» TEXT PASSAGE:
────────────────────────────────────────

Mr Taiwanxifu and I celebrated our tenth wedding anniversary last weekend. So we wanted to do something special. A lunch meal at Ian’s Table, a private residence in the spectacular Hualian rift valley area, was the perfect venue.
Around six years ago, I announced to Mr Taiwanxifu that I really wanted to go to Italy for our big wedding decade celebration. I had been reading ‘Under the Tuscan Sun’, and I dreamt about doing the whole stay-in-rural-Italy experience. But I didn’t factor young children into that equation. Nor did I realise that we would be lucky enough to be posted back to Mr Taiwanxifu’s birth country, Taiwan.
So fast forward to October 2013, and we trouped on down to Hualian for a family holiday to cooincide with our anniversary. Travelling with kids has its own stresses (and rewards), so my vision of spending warm early Autumn days languishing around in a villa overlooking rolling hills, cooking and eating leisurely, exploring quaint churches and reading books was not realised. Running after kids is a bit different, but I do feel truly blessed to have both of my boys. But despite the journey being sometimes hard work, it was a particularly romantic holiday.

────────────────────────────────────────

» LISTING:
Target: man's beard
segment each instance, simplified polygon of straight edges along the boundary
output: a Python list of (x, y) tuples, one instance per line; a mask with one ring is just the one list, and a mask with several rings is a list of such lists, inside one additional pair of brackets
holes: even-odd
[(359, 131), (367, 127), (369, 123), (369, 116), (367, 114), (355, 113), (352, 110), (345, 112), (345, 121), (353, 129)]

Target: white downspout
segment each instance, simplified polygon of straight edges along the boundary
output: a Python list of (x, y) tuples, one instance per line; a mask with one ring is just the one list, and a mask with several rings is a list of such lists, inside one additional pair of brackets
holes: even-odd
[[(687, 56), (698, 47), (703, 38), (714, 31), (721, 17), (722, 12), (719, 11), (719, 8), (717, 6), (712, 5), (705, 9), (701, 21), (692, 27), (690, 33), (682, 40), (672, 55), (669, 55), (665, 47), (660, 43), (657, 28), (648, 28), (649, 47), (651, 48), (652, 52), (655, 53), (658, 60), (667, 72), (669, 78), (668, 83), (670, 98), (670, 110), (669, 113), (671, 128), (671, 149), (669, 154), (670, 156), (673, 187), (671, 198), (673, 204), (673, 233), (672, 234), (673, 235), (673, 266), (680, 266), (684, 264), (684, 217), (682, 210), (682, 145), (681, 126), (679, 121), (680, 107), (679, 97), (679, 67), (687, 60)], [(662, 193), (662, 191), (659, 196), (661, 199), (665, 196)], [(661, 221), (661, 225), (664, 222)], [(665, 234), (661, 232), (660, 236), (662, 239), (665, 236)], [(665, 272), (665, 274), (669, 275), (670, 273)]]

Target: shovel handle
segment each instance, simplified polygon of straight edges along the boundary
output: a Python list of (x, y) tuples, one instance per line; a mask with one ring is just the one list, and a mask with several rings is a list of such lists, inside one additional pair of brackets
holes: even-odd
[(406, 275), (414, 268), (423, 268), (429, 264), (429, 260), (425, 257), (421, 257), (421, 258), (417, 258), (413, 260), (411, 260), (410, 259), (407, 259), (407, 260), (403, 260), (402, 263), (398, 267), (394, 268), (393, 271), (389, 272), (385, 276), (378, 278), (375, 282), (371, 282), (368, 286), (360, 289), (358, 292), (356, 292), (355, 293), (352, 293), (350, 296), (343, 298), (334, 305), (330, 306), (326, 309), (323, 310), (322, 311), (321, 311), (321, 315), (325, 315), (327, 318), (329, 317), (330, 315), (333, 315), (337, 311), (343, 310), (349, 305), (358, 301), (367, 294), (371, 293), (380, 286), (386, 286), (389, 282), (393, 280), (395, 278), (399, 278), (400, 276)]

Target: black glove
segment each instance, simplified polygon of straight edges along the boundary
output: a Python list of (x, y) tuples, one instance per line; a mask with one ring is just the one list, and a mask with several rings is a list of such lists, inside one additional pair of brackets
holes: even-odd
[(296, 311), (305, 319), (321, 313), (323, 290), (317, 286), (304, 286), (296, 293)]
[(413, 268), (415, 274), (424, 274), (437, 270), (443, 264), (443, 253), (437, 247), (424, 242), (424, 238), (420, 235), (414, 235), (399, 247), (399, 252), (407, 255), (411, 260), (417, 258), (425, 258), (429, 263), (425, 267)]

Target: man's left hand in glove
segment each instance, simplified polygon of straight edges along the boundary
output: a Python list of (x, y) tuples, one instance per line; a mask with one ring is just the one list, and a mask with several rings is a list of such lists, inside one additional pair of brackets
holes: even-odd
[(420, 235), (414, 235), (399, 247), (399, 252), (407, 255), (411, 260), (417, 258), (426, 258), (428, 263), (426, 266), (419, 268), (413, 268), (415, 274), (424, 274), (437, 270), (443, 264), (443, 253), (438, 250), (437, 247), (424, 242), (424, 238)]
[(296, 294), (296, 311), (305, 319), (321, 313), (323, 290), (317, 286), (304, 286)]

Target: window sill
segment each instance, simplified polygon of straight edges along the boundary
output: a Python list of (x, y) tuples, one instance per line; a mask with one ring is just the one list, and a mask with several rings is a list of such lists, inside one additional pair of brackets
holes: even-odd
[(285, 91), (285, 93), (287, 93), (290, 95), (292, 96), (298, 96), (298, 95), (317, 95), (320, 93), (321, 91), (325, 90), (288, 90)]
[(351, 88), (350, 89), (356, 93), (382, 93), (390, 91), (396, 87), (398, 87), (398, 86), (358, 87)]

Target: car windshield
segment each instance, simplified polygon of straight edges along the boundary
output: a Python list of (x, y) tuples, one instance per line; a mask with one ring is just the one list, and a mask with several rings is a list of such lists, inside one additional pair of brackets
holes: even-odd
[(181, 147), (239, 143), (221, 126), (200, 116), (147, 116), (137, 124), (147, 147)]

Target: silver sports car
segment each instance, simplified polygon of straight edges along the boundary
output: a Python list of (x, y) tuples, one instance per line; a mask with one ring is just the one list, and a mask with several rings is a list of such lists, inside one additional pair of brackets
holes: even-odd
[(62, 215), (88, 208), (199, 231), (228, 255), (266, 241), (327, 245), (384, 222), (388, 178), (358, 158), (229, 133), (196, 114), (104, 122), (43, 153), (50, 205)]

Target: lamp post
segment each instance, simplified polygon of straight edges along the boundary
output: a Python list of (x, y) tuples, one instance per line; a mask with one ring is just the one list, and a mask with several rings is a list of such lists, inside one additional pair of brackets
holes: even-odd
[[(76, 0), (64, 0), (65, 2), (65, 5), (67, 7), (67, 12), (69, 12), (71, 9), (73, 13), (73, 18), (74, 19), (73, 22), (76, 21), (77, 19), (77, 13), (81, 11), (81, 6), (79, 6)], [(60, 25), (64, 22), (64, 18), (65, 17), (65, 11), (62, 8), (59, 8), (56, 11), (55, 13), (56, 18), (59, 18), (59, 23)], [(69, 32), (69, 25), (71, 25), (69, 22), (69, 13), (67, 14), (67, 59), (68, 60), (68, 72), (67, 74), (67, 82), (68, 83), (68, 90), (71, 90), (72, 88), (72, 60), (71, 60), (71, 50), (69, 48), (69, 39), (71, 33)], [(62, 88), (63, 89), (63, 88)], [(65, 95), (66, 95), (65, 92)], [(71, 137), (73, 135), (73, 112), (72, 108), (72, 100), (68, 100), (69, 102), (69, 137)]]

────────────────────────────────────────

» TASKS:
**a)** Can you shorten the paragraph of the anniversary post that begins "Around six years ago" while keeping its main facts?
**b)** Which book had the writer of the anniversary post been reading when she dreamt of an Italian stay?
**c)** Write what comes next in the anniversary post, starting after its final sentence.
The material comes from a different source than the anniversary post.

» ANSWERS FOR THE EXERCISE:
**a)** About six years earlier, the writer told Mr Taiwanxifu she wanted to spend their tenth anniversary in Italy, inspired by reading 'Under the Tuscan Sun' and dreaming of a rural Italian stay. She didn't foresee having young children or being posted back to Taiwan, his birth country.

**b)** 'Under the Tuscan Sun'.

**c)**
Romantic in large part because of our lunch at Ian’s Table. Ian set the scene so beautifully, in his pink almost-Tuscan home looking out over ripe rice fields to the hills beyond. We walked in to find that he had set his living room table with special floral arrangements and candles — as if we had been invited in as good friends for a dinner party. And he even arranged for child’s cutlery for Taiwanxifu Preschooler to play — oops, eat — with.
And there were romantic surprises. Suddenly, a huge bouquet of pink roses appeared. A gift from Mr Taiwanxifu, organised secretly by Ian. And then another gift, suprise bling bling, presented by Mr Taiwanxifu along with the flowers. What a wonderful start to the lunch!
Before I get onto the food, let me talk about the background to Ian and Ian’s Table. Ian is a long-term (18 years!) Taiwn resident, well known and regarded as a food and entertainment writer with the Taipei Times. Around a year ago, he, his wife and their five year old daughter took the plunge and made a tree-change from manic Taipei to a farmhouse in the laid-back Shoufeng area, almost half an hour south of Hualian city. They renovated their country home, installing an impressive open kitchen that made me totally envious, and have plans to open a minsu (bed and breakfast) soon.
Ian’s Kitchen opened in July. So far their business has been mainly by word of mouth, including referrals from nearby minsu businesses. Given Ian’s Table’s small, intimate scale they only cook by appointment, with a requirement to first pay a deposit. But so far, they have had many referrals and I am sure that once you all read about the experience you will want to go there, too!
So what does a food critic choose to cook for guests in his own home?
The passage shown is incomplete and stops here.